_DOCUMENT TEXT:_
++++++++++

Because of the ongoing pandemic, people are staying home a lot more, especially the elderly. In most cases it is nearly impossible to track the subjects who are conducting these scams and when we do succeed we find out that the scam was originated outside of the United States. 

The following are some of the most common scams that we are encountering...

COVID-19 Vaccination Scam

We have been receiving complaints from residents regarding automated phone calls they have been receiving, specifically to cell phones, inquiring into whether or not they are interested in getting the Covid-19 vaccine. We are asking all residents to NOT ENGAGE in a conversation and have identified that this is a fraud scam and an attempt to gain personal information from individuals. To this date, individuals are not being contacted electronically to make appointments for the vaccine.

The Bail or Ransom Scam

Nine out ten times the targets are parents or grandparents. Simply by placing fear in the victim by telling that a loved one has been arrested and needs bail or telling them that a loved one has been kidnapped. In these cases the scammer calls from a internet generated phone number sometimes masking itself as a local number. Once the victim falls for it they are directed to either withdraw money or meet a subject at a location or in the most brazen cases the scammer or someone working with the scam picks up the money. Other cases they have the victim wire money or send via Western union. It is important to know that no lawyer or anyone working with the Police will ever call you asking for cash for bail without you speaking to your loved one. In both cases hang up and try to call your loved one or the Police.

Amazon / Apple Scam

The victim will receive a phone call stating that the caller is either and Amazon or Apple support representative. They advise the victim of an issue with their account or a package and they need to contact Amazon or Apple support, they provide a number which is not a real number to either Apple or Amazon. Then they will ask you to verify your identity by providing your name and account numbers and once that’s given, money will start to disappear from your bank accounts. Note that Apple Support or Amazon will never contact you via telephone. When in doubt hang up and call the real Amazon or Apple support numbers by simply doing an internet search. Or contact someone that can help you like a family member.

++++++++++

Records from a data collection
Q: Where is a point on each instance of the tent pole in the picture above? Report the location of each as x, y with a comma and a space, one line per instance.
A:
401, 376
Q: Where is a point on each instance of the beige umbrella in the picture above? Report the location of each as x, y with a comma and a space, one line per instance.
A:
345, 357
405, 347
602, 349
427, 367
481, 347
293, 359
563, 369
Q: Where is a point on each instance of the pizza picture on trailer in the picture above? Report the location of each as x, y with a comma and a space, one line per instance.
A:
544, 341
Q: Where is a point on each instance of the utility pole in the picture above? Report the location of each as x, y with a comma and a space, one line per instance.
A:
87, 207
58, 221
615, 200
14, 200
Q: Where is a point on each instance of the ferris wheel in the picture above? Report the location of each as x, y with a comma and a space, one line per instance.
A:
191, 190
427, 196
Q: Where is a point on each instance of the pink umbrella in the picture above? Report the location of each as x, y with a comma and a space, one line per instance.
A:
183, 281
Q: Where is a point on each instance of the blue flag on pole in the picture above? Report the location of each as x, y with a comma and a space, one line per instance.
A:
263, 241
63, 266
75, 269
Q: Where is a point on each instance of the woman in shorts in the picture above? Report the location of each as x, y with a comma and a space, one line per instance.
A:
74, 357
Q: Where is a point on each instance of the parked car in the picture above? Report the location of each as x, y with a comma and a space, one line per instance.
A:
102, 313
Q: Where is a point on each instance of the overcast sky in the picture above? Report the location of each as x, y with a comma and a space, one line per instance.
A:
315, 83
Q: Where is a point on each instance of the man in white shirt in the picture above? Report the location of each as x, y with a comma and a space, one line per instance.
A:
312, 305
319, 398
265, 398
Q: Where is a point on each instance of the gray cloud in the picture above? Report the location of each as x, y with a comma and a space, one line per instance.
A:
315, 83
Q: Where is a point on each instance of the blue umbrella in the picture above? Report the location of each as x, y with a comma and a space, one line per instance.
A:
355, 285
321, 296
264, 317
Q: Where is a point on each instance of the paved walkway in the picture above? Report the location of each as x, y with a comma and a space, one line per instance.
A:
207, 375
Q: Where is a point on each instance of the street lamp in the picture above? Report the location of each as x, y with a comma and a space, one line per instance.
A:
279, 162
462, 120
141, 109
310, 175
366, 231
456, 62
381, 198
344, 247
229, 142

++++++++++

_ACTIVITIES:_
1. Summarize the scam warning in two sentences.
2. Repeat word for word the part of the scam warning starting at "Because of the" and ending at "the United States.".
Rely only on the scam warning for your answers.

_ANSWERS BY TASK:_
1. With people, especially the elderly, staying home more during the pandemic, scammers are nearly impossible to track and often turn out to operate from outside the United States. Common scams include automated calls about the COVID-19 vaccine that try to gain personal information, calls claiming a loved one needs bail or ransom money, and calls from fake Amazon or Apple support representatives, and the advice is not to engage or to hang up and contact the loved one, the Police, or the real support number.

2.
Because of the ongoing pandemic, people are staying home a lot more, especially the elderly. In most cases it is nearly impossible to track the subjects who are conducting these scams and when we do succeed we find out that the scam was originated outside of the United States.